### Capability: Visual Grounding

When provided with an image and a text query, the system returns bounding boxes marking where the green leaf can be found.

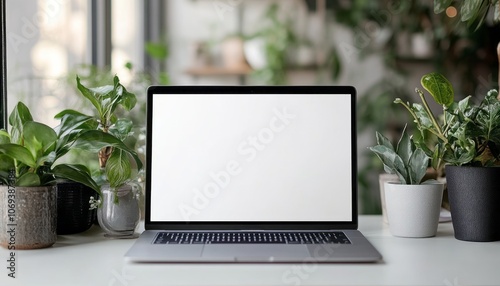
[411,103,434,129]
[106,149,132,188]
[375,131,395,151]
[121,86,137,111]
[369,145,410,184]
[493,1,500,23]
[23,121,57,158]
[16,173,42,187]
[52,164,100,193]
[0,144,36,168]
[0,154,15,173]
[0,130,10,144]
[396,125,414,165]
[460,0,483,22]
[109,118,134,141]
[76,76,102,118]
[73,130,142,169]
[145,42,168,60]
[420,72,455,106]
[434,0,453,14]
[9,102,33,144]
[431,144,443,170]
[54,109,99,150]
[408,146,429,185]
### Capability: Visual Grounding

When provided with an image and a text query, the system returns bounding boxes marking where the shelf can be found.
[186,66,253,76]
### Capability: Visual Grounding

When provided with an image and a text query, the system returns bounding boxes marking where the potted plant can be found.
[56,76,146,237]
[369,127,443,237]
[395,73,500,241]
[0,102,98,249]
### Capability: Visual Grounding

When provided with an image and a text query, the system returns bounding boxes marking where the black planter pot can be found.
[57,182,97,234]
[446,166,500,242]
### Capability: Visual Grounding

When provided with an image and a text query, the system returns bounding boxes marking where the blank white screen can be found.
[149,94,353,221]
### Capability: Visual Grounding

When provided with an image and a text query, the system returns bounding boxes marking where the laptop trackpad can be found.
[202,244,310,262]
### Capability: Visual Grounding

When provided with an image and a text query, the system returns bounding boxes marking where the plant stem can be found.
[415,88,448,143]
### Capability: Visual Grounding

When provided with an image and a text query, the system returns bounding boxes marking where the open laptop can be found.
[126,86,381,262]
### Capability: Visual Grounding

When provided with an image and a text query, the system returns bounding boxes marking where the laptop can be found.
[125,86,382,263]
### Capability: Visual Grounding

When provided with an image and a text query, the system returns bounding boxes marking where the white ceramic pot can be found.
[243,38,267,70]
[378,174,399,224]
[385,181,444,237]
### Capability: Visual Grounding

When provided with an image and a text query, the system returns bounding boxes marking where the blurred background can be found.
[6,0,500,214]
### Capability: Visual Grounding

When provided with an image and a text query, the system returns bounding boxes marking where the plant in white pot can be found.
[0,102,98,249]
[369,128,443,237]
[56,76,143,238]
[395,73,500,241]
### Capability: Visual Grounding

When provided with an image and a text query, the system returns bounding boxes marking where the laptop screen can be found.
[147,87,356,227]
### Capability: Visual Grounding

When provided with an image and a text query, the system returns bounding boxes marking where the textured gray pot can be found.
[0,186,57,249]
[446,166,500,242]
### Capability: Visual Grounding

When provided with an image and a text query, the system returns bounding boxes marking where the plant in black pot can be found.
[0,102,98,249]
[56,76,146,238]
[395,73,500,241]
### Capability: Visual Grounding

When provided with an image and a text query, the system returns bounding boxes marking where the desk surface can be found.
[0,216,500,286]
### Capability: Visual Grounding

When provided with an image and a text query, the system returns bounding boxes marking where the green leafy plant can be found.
[250,3,296,85]
[0,102,99,192]
[56,76,142,192]
[395,73,500,173]
[369,127,429,185]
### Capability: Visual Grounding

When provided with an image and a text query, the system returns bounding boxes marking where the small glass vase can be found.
[97,183,141,238]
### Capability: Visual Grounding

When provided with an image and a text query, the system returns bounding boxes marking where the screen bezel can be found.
[145,86,358,230]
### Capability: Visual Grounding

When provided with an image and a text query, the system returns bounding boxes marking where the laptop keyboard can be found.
[153,231,351,244]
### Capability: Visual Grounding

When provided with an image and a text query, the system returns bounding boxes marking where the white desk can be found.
[0,216,500,286]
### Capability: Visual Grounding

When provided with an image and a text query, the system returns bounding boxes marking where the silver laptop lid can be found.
[146,86,357,229]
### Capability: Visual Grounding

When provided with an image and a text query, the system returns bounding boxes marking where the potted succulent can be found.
[395,73,500,241]
[0,102,98,249]
[56,76,146,237]
[369,128,443,237]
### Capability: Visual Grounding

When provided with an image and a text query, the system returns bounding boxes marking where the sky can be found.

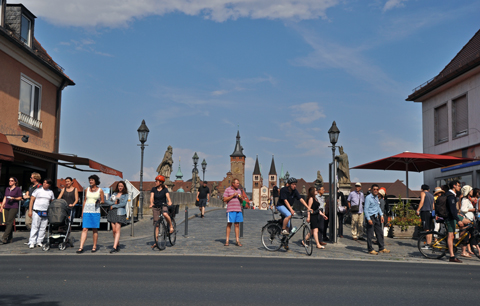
[21,0,480,191]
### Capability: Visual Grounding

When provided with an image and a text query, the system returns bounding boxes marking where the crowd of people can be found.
[0,172,480,262]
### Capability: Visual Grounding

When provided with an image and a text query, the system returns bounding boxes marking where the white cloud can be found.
[292,26,403,95]
[22,0,341,27]
[383,0,408,12]
[290,102,325,124]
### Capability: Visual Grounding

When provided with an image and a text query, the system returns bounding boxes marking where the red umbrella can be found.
[351,152,475,198]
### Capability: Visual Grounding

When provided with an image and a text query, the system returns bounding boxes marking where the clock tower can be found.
[230,131,245,188]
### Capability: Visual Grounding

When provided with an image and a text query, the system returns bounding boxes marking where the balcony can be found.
[18,112,42,131]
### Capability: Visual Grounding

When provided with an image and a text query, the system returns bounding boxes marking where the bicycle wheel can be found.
[168,218,177,246]
[302,224,313,256]
[262,223,283,252]
[153,220,167,250]
[418,232,448,259]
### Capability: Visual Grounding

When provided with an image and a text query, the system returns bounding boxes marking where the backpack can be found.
[435,194,448,219]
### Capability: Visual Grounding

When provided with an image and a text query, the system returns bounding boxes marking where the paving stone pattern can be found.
[0,208,480,265]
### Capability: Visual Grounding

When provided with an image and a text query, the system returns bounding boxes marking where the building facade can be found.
[407,31,480,187]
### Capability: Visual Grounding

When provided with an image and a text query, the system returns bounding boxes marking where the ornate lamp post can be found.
[202,158,207,181]
[328,121,340,243]
[136,120,150,219]
[192,152,198,195]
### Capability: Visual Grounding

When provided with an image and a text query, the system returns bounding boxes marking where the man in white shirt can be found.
[28,179,55,249]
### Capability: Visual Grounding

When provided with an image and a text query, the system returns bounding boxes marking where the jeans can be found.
[367,216,385,252]
[352,213,363,239]
[2,208,18,243]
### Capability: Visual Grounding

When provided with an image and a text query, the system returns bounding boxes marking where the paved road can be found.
[0,255,479,305]
[0,209,480,265]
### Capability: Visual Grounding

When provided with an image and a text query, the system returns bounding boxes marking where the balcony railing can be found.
[18,112,42,130]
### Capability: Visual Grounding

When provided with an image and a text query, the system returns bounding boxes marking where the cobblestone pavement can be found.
[0,208,480,265]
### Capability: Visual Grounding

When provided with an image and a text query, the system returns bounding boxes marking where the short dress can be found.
[310,198,323,229]
[82,187,100,228]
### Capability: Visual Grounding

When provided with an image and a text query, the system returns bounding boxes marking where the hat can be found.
[462,185,473,197]
[433,187,445,195]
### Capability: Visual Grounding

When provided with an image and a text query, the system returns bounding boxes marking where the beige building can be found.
[407,31,480,187]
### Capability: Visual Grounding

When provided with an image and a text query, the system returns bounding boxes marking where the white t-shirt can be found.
[32,187,55,211]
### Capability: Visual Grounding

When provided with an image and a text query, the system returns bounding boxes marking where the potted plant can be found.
[390,197,422,238]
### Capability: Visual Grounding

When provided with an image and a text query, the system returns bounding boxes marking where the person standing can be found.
[365,184,390,255]
[22,172,42,230]
[223,178,243,246]
[347,182,365,240]
[337,191,347,238]
[302,187,328,249]
[77,174,105,254]
[0,177,22,244]
[58,177,78,222]
[28,179,55,249]
[197,181,210,218]
[105,181,128,253]
[416,184,435,248]
[445,180,463,263]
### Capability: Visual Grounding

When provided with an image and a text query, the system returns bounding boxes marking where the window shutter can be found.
[453,96,468,137]
[435,104,448,143]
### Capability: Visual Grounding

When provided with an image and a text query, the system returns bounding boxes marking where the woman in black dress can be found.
[307,187,328,249]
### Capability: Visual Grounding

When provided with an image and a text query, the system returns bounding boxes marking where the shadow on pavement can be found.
[0,294,60,306]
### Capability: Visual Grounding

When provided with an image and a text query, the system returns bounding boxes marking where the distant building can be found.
[406,31,480,188]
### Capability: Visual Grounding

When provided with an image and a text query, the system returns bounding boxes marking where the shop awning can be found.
[0,133,13,161]
[11,145,123,178]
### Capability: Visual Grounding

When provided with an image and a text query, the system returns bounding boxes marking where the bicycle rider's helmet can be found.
[287,177,297,184]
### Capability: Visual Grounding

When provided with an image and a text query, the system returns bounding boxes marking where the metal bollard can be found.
[185,206,188,236]
[240,206,245,238]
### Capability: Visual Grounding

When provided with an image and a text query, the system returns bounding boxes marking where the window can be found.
[18,76,42,130]
[452,95,468,138]
[435,103,448,144]
[20,15,32,46]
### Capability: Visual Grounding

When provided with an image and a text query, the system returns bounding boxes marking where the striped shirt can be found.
[223,186,242,212]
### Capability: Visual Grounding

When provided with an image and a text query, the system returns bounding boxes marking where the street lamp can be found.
[192,152,198,195]
[328,121,340,243]
[202,158,207,181]
[136,120,150,220]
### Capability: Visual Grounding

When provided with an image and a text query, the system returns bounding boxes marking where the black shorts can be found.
[420,211,434,231]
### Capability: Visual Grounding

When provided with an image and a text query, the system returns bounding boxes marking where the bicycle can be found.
[417,223,480,259]
[261,210,314,256]
[153,205,179,251]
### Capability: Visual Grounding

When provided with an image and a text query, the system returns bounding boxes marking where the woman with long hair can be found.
[105,181,128,253]
[302,187,328,249]
[58,177,78,221]
[0,177,22,244]
[77,174,105,254]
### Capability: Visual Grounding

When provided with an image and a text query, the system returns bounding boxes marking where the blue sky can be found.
[22,0,480,190]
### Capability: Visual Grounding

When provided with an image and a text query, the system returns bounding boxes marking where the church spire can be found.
[230,130,245,157]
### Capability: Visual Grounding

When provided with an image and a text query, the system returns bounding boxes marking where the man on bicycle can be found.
[277,177,308,235]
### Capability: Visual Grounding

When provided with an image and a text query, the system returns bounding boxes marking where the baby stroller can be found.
[42,199,73,251]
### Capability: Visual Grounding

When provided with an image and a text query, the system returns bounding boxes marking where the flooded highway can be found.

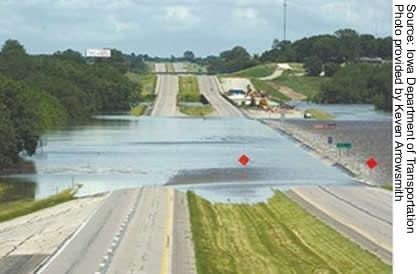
[2,115,355,201]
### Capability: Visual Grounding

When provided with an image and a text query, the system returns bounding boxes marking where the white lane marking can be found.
[34,191,113,274]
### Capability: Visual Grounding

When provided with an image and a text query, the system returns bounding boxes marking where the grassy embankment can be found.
[178,76,213,116]
[250,78,290,101]
[185,63,207,72]
[165,63,175,72]
[305,108,335,120]
[273,71,330,98]
[187,192,392,274]
[127,72,157,116]
[0,189,76,222]
[223,63,276,78]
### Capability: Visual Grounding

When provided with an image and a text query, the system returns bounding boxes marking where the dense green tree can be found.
[183,50,195,62]
[304,56,323,76]
[335,29,360,62]
[324,62,341,77]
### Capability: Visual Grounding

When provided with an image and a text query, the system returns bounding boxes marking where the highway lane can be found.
[151,75,179,116]
[198,76,244,118]
[107,188,172,274]
[155,63,166,72]
[36,187,196,274]
[173,63,186,72]
[291,186,393,262]
[36,189,141,274]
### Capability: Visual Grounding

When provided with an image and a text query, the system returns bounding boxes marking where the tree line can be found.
[0,40,140,168]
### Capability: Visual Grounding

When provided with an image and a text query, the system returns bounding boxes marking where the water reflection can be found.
[1,115,368,200]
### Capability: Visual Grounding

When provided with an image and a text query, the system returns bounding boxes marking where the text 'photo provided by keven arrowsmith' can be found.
[393,1,416,273]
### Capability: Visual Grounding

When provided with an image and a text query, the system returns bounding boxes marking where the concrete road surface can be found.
[155,63,166,72]
[173,63,186,72]
[0,196,105,274]
[198,76,244,118]
[36,187,196,274]
[289,186,393,263]
[152,75,179,116]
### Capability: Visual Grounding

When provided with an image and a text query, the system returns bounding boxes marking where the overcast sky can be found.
[0,0,392,56]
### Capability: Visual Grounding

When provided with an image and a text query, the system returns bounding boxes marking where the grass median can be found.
[305,108,335,120]
[273,71,330,98]
[178,76,213,116]
[227,63,277,78]
[0,189,76,222]
[187,192,392,274]
[251,78,290,101]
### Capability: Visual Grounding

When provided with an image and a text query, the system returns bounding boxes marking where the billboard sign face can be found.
[86,49,111,58]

______________________________

[ZU ERLEDIGEN]:
Stelle die Einträge vom Anfang bis einschließlich der Zeile mit „[125,86,382,263]“ als JSON-Liste von Strings dar, mit einem String pro Zeile und ohne Leerzeilen. Lass die Bilder dabei weg.

[ERGEBNIS]:
[
  "### Capability: Visual Grounding",
  "When provided with an image and a text query, the system returns bounding boxes marking where the green leaf can be found.",
  "[411,103,434,129]",
  "[106,149,132,188]",
  "[375,131,395,151]",
  "[121,86,137,111]",
  "[369,145,410,184]",
  "[493,1,500,23]",
  "[23,121,57,158]",
  "[16,173,42,187]",
  "[52,164,100,193]",
  "[0,144,36,168]",
  "[0,154,15,173]",
  "[0,130,10,144]",
  "[396,125,414,165]",
  "[460,0,483,22]",
  "[109,118,134,141]",
  "[76,76,102,118]",
  "[73,130,142,169]",
  "[145,42,168,60]",
  "[420,72,455,106]",
  "[434,0,453,14]",
  "[9,102,33,144]",
  "[431,144,443,170]",
  "[54,109,99,150]",
  "[408,146,429,185]",
  "### Capability: Visual Grounding",
  "When provided with an image and a text query, the system returns bounding boxes marking where the shelf can be found.",
  "[186,66,253,76]",
  "### Capability: Visual Grounding",
  "When provided with an image and a text query, the system returns bounding boxes marking where the potted plant can be found.",
  "[56,76,146,237]",
  "[369,127,443,237]",
  "[395,73,500,241]",
  "[0,102,98,249]",
  "### Capability: Visual Grounding",
  "When provided with an image and a text query, the system returns bounding boxes marking where the black planter pot can be found.",
  "[57,182,97,234]",
  "[446,166,500,242]",
  "### Capability: Visual Grounding",
  "When provided with an image and a text query, the system returns bounding boxes marking where the blank white screen can be found.",
  "[149,94,353,221]",
  "### Capability: Visual Grounding",
  "When provided with an image and a text query, the system returns bounding boxes marking where the laptop trackpad can be found.",
  "[202,244,310,262]",
  "### Capability: Visual Grounding",
  "When provided with an image and a text query, the system returns bounding boxes marking where the plant stem can be found.",
  "[415,88,448,143]",
  "### Capability: Visual Grounding",
  "When provided with an image and a text query, the system returns bounding boxes marking where the open laptop can be found.",
  "[126,86,381,262]",
  "### Capability: Visual Grounding",
  "When provided with an image and a text query, the system returns bounding boxes marking where the laptop can be found.",
  "[125,86,382,263]"
]